#### Excerpted data ####
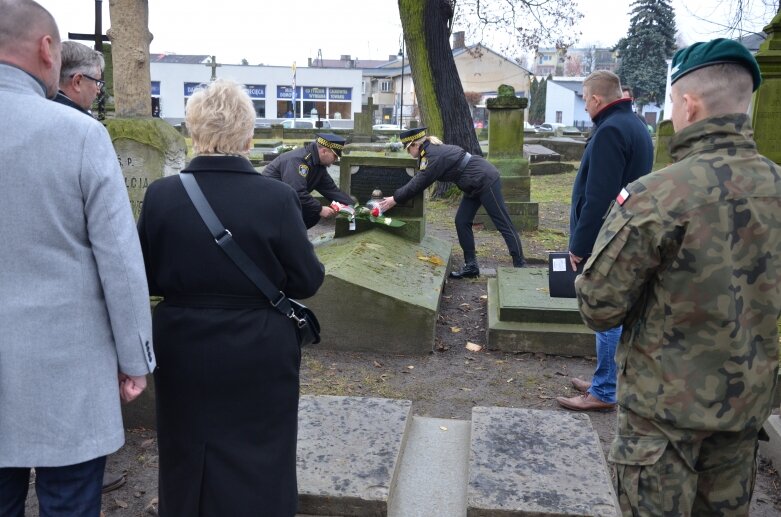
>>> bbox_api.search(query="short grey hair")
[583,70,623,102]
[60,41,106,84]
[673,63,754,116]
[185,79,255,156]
####
#### Excerpted data ####
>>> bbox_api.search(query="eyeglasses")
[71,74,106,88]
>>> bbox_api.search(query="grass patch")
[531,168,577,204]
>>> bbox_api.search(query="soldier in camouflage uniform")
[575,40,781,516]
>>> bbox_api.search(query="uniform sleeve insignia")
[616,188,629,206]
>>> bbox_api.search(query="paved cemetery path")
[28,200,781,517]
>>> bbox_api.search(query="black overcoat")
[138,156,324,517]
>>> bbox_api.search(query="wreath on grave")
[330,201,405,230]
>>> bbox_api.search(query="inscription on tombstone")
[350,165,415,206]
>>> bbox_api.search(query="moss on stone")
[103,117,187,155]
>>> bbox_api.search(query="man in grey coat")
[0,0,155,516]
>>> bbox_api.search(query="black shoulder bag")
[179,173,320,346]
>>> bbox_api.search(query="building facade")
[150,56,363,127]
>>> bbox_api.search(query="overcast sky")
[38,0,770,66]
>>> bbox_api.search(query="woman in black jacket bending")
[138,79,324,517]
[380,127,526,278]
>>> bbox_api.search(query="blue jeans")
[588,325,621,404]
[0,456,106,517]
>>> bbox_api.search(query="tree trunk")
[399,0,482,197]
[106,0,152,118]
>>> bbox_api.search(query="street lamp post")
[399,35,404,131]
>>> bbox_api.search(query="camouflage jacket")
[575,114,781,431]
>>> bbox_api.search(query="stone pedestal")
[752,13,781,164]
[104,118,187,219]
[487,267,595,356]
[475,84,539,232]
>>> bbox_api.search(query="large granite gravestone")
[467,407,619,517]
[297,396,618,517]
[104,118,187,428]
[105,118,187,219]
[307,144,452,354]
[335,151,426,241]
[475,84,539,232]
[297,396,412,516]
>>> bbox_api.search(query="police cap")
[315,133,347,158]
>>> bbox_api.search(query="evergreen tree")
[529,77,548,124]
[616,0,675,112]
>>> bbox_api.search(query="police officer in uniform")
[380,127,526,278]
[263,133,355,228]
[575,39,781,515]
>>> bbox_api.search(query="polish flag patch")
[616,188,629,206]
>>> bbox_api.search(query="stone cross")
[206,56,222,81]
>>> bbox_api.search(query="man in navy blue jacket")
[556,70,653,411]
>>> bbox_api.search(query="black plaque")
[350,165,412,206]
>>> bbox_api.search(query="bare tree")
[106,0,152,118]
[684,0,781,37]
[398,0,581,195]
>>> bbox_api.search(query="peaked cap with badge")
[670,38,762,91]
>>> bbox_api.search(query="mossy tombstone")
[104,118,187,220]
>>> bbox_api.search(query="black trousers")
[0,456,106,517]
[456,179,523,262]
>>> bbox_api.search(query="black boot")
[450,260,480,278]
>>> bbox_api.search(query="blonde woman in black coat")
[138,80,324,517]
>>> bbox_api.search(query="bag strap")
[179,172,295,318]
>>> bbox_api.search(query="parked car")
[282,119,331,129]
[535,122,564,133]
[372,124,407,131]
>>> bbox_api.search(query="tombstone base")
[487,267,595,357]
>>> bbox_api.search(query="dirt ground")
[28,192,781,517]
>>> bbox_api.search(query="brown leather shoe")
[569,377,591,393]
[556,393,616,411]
####
#### Excerpted data ####
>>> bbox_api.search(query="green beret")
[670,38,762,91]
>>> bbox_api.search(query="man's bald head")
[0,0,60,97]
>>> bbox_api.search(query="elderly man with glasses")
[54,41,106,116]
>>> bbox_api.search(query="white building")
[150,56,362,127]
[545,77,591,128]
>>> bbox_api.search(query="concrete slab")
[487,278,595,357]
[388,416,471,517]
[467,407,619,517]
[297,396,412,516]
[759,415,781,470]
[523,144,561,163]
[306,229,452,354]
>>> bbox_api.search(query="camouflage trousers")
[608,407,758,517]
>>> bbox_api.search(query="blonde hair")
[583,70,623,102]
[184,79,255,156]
####
* **What to produce**
Pull out each line of the material above that includes the word "patch", and list those lines.

* **Response to this exercise**
>>> bbox_api.search(query="grass patch")
>>> bbox_api.search(query="polish flag patch")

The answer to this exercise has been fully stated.